Make an exact copy of the listing underneath, skipping each picture.

* DATASET CONTENT *

# # # # # # #

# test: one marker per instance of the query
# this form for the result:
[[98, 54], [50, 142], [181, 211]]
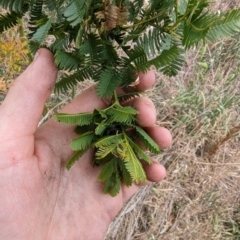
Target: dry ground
[[200, 198]]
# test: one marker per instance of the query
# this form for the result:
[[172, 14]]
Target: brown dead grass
[[200, 198]]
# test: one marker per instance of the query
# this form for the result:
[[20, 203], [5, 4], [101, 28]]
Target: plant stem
[[23, 36]]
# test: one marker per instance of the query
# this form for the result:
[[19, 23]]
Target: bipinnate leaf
[[99, 130], [103, 151], [42, 32], [124, 172], [112, 185], [8, 20], [109, 140], [108, 82], [132, 163], [147, 140], [83, 142], [66, 61], [80, 119]]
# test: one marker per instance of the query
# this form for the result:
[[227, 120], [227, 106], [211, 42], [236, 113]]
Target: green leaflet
[[124, 172], [108, 82], [121, 114], [132, 163], [83, 142], [112, 185], [109, 140], [13, 5], [75, 12], [74, 158], [67, 61], [41, 34], [8, 20]]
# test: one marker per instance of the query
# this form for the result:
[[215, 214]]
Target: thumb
[[22, 108]]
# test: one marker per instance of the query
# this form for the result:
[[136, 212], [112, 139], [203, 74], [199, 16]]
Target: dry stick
[[213, 149]]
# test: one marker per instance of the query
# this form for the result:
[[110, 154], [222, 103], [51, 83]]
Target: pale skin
[[39, 198]]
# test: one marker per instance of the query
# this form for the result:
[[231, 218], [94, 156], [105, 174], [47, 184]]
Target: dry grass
[[200, 198]]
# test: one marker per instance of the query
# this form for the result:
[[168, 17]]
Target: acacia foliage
[[109, 41]]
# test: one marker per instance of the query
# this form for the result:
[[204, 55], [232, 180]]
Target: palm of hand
[[39, 198]]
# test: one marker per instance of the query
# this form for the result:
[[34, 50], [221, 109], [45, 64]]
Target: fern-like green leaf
[[132, 163], [128, 96], [75, 158], [80, 119], [8, 20], [121, 114], [166, 57], [109, 140], [226, 26], [83, 142], [124, 172], [66, 61], [139, 152], [92, 49], [148, 141], [42, 32], [108, 82], [112, 185], [151, 41], [137, 60], [104, 150], [74, 12], [13, 5], [101, 128], [35, 15]]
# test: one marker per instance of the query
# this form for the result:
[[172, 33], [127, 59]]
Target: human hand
[[39, 198]]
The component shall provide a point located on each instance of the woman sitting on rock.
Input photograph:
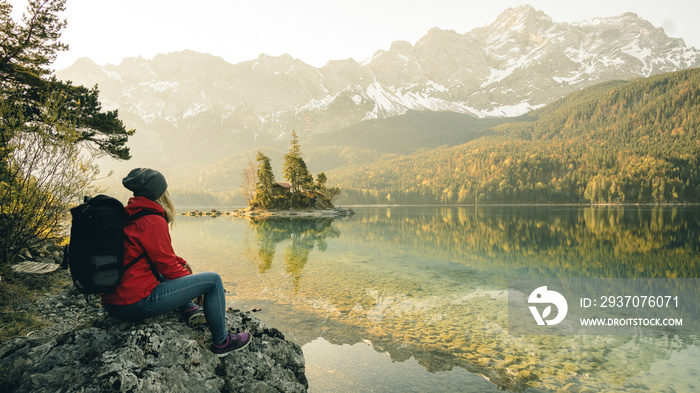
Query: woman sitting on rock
(141, 294)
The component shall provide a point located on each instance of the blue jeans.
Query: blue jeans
(178, 294)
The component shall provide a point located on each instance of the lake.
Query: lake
(415, 299)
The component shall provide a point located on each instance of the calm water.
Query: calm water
(414, 299)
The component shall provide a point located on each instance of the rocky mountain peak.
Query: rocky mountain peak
(522, 18)
(519, 62)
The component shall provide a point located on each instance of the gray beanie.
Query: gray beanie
(145, 182)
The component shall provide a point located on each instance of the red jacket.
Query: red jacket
(149, 233)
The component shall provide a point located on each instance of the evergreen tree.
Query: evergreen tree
(294, 168)
(43, 125)
(266, 179)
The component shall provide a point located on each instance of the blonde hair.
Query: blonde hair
(166, 202)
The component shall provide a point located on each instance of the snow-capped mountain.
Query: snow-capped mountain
(520, 61)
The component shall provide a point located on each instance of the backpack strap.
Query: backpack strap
(152, 265)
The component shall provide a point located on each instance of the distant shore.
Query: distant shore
(256, 213)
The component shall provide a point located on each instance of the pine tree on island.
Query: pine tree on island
(301, 192)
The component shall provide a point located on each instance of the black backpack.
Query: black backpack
(96, 250)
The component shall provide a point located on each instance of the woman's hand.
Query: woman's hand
(200, 298)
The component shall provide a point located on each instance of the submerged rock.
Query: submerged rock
(85, 350)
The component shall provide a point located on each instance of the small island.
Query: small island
(300, 196)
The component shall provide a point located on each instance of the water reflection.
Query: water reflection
(430, 284)
(303, 234)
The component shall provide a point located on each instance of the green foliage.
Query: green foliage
(266, 179)
(44, 123)
(618, 142)
(304, 193)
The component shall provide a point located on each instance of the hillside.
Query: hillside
(617, 142)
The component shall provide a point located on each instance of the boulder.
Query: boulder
(86, 350)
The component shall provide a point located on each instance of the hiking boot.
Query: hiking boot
(194, 316)
(233, 342)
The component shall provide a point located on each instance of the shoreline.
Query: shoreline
(74, 342)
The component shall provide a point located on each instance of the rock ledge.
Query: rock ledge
(85, 350)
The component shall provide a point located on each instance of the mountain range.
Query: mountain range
(196, 109)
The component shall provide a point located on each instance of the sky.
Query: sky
(314, 31)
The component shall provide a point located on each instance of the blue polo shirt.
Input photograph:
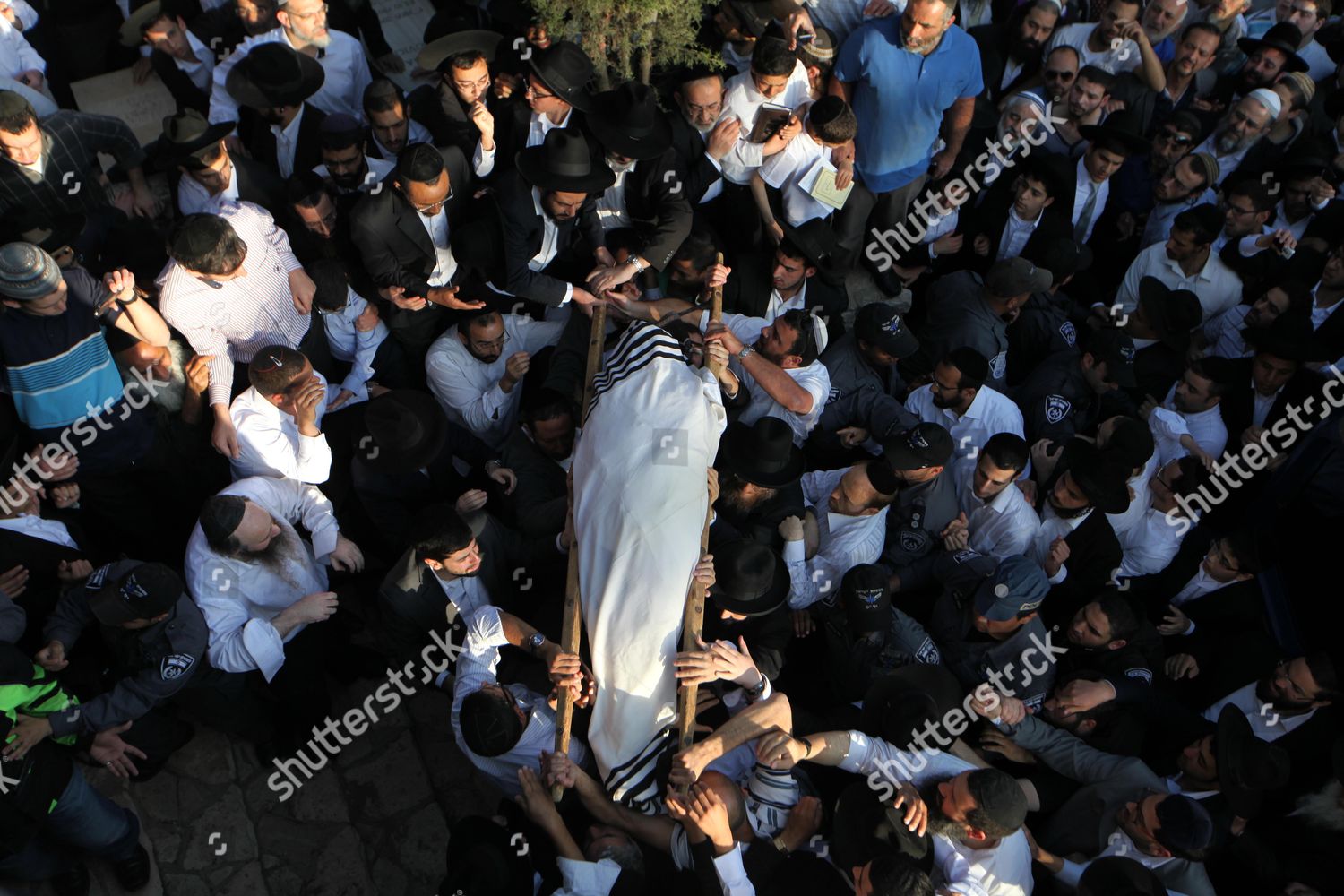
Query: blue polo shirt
(900, 97)
(61, 374)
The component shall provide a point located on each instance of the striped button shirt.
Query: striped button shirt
(69, 177)
(233, 320)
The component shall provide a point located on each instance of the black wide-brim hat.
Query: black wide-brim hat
(437, 53)
(274, 74)
(628, 121)
(564, 163)
(1247, 766)
(566, 70)
(750, 579)
(403, 429)
(762, 452)
(185, 134)
(1124, 128)
(1285, 38)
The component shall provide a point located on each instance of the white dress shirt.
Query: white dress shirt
(999, 871)
(787, 169)
(989, 413)
(269, 443)
(1083, 188)
(352, 346)
(40, 528)
(1168, 425)
(239, 598)
(844, 541)
(741, 101)
(470, 392)
(814, 378)
(1002, 527)
(1215, 284)
(234, 319)
(193, 198)
(1266, 726)
(1150, 546)
(476, 667)
(343, 88)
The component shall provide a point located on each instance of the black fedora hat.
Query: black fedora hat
(405, 429)
(1246, 764)
(752, 579)
(274, 74)
(566, 70)
(762, 452)
(628, 121)
(1098, 477)
(1285, 38)
(187, 132)
(1289, 338)
(1124, 128)
(459, 39)
(564, 163)
(1172, 312)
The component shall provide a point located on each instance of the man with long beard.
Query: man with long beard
(261, 589)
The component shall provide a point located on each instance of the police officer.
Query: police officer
(925, 504)
(866, 402)
(988, 627)
(155, 640)
(1064, 395)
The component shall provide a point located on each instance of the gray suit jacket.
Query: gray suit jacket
(1088, 820)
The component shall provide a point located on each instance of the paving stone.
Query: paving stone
(228, 817)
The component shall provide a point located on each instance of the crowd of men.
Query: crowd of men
(1016, 571)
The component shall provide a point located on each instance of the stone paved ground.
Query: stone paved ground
(374, 823)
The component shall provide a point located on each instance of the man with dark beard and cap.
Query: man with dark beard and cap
(863, 403)
(263, 590)
(1075, 546)
(760, 468)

# # # # # # #

* COMPLETED TASK *
# test: one marker per instance of the query
# this form for the result:
[[98, 54], [50, 142], [181, 211]]
Target: dry ground
[[200, 198]]
# test: one marker per instance of the query
# this form for the result:
[[172, 14]]
Target: brown dead grass
[[200, 198]]
# test: one marker per instance of the query
# this form for the result:
[[20, 203], [5, 4], [101, 28]]
Target: plant stem
[[23, 36]]
# test: one marker per instance of the query
# this form for the result:
[[19, 23]]
Target: bipinnate leaf
[[99, 130], [103, 151], [42, 32], [124, 172], [112, 185], [8, 20], [109, 140], [108, 82], [132, 163], [147, 140], [83, 142], [66, 61], [80, 119]]
# test: one marker per instance of the query
# this form for the result:
[[227, 120], [227, 106], [211, 42], [236, 113]]
Target: green leaflet
[[124, 172], [108, 82], [121, 114], [132, 163], [83, 142], [112, 185], [109, 140], [13, 5], [75, 12], [74, 158], [67, 61], [41, 34], [8, 20]]
# test: one marker per instance of the query
# this form for the result:
[[215, 214]]
Target: thumb
[[22, 108]]
# test: one marker per instance of the query
# this form for the result:
[[136, 212], [112, 139], [203, 74], [199, 16]]
Target: dry stick
[[213, 149]]
# test: one marker per instance of the query
# this form for the result:
[[110, 154], [222, 103], [51, 83]]
Target: pale skin
[[39, 198]]
# test: one marker per instance of the query
# this form for the result:
[[231, 218], [94, 156], [105, 174], [47, 184]]
Target: dry grass
[[200, 198]]
# test: one marker per instance of the query
# this form for the result:
[[168, 17]]
Target: acacia foliage
[[109, 41]]
# test: one marker per instance of the query
# this form for the result:
[[204, 55], [232, 180]]
Target: palm of hand
[[39, 198]]
# test: one marker per instance of the query
# this form for the result:
[[34, 50], [221, 109], [45, 64]]
Target: fern-like green leaf
[[132, 163], [128, 96], [75, 158], [80, 119], [8, 20], [121, 114], [166, 57], [109, 140], [226, 26], [83, 142], [124, 172], [66, 61], [139, 152], [92, 49], [148, 141], [42, 32], [108, 82], [112, 185], [151, 41], [137, 60], [104, 150], [74, 12], [13, 5], [101, 128], [35, 15]]
# test: one marker per instance of the query
# this form for the result:
[[172, 33], [127, 59]]
Target: human hand
[[39, 198]]
The component shall provide a point located on each instance of the woman sitting on rock.
Input photograph:
Query: woman sitting on rock
(141, 294)
The component shall provide a point located on each instance of the blue jeans.
Query: blue jeans
(178, 294)
The component shall provide a point located on each instance of the lake.
Query: lake
(415, 299)
The component shall provide a point located on each instance of the calm water.
Query: calm water
(414, 299)
The component shall provide a point located on each instance of the rocky mountain peak.
Query: rocky mountain peak
(522, 18)
(519, 62)
The component shall provide a point located on each instance of the gray beanie.
Query: gray beanie
(145, 182)
The component shall provide a point located on each instance of the red jacket.
Query: red jacket
(149, 233)
The component shall provide a point located on each instance of the evergreen tree.
Query: evergreen tree
(294, 168)
(43, 125)
(266, 179)
The component shall provide a point located on each instance of the blonde hair.
Query: blonde hair
(166, 202)
The component shall provide a point located on each instance of the snow-capped mountain.
Query: snow-capped mountain
(520, 61)
The component shall provide a point located on each instance of the backpack strap.
Query: backpack strap
(152, 265)
The component shall provide a point located on each instance of the distant shore.
Query: distant shore
(256, 213)
The component shall provide a point located on each instance of the pine tree on island.
Query: pine tree on island
(301, 192)
The component shall provide a point located on each instance of the black backpack.
Query: black backpack
(96, 250)
The component shall provide a point located on each instance of the woman's hand.
Query: woman's hand
(200, 298)
The component shall provide a point located on each instance of the submerged rock.
Query: submerged rock
(85, 350)
The component shall provide a point located on each instance of the small island.
Query: small island
(300, 196)
The component shall provide a point located on each instance of the water reflection.
Query: water reflection
(430, 284)
(303, 234)
The component shall provide a point located on each instance of the green foliage.
Query: green foliage
(266, 179)
(44, 123)
(618, 142)
(304, 193)
The component shall provide a point located on each instance of the hillside.
Query: hillside
(617, 142)
The component shall provide a point located on each instance of the boulder.
Query: boulder
(86, 350)
The component shall provide a point located on each instance of the hiking boot.
Query: hiking boot
(194, 316)
(233, 342)
The component shall provide a point located on each instance of the shoreline.
Query: shoreline
(74, 342)
The component shall provide a point located on each instance of the rock ledge.
Query: rock ledge
(85, 350)
The component shall provide a point located on each instance of the mountain range.
Query: mountain range
(196, 109)
The component shall provide a point located on each instance of the sky.
Query: sky
(314, 31)
The component shall provide a point located on each instance of the blue polo shirt.
Input photograph:
Query: blue polo shirt
(900, 97)
(61, 374)
The component shall provide a point located on each instance of the striped button shirt.
Query: striped button shirt
(69, 177)
(233, 320)
The component shall provide a point located on each instance of the black wide-brim hat.
Query: black wide-brim hat
(437, 53)
(274, 74)
(628, 121)
(564, 163)
(1247, 766)
(566, 70)
(750, 579)
(403, 429)
(762, 452)
(185, 134)
(1124, 128)
(1285, 38)
The component shall provide a point located on each instance of the white dress shirt.
Query: white dress shirt
(999, 871)
(787, 169)
(989, 413)
(269, 443)
(1083, 188)
(352, 346)
(40, 528)
(1168, 425)
(239, 598)
(844, 541)
(741, 101)
(470, 392)
(814, 378)
(1002, 527)
(1215, 284)
(234, 319)
(193, 198)
(1266, 726)
(1150, 546)
(476, 667)
(343, 88)
The component shall provide a point located on each instance of the black fedora hat.
Query: black fedora hat
(405, 429)
(1246, 764)
(752, 579)
(274, 74)
(566, 70)
(762, 452)
(628, 121)
(1098, 477)
(1285, 38)
(187, 132)
(1289, 338)
(1124, 128)
(459, 39)
(564, 163)
(1172, 312)
The component shall provide a point located on each instance of the man with long beard.
Query: man with long beard
(261, 589)
The component shall provide a point located on each instance of the police officer.
Query: police officer
(925, 504)
(866, 402)
(988, 627)
(155, 640)
(1064, 395)
The component shall provide a point located on each instance of the gray suit jacket.
Query: gray suit jacket
(1088, 820)
The component shall provide a point located on each instance of the paving stone.
Query: paving stone
(228, 817)
The component shall provide a point located on each instance of the crowd of men.
Query: crowd of men
(1016, 571)
The component shall provide a point located on each instance of the stone paved ground.
Query: stone paved ground
(374, 823)
The component shall provide a point located on each instance of the man with dark beard and cap.
Query: man with dark beard and cap
(863, 403)
(263, 590)
(1075, 546)
(760, 468)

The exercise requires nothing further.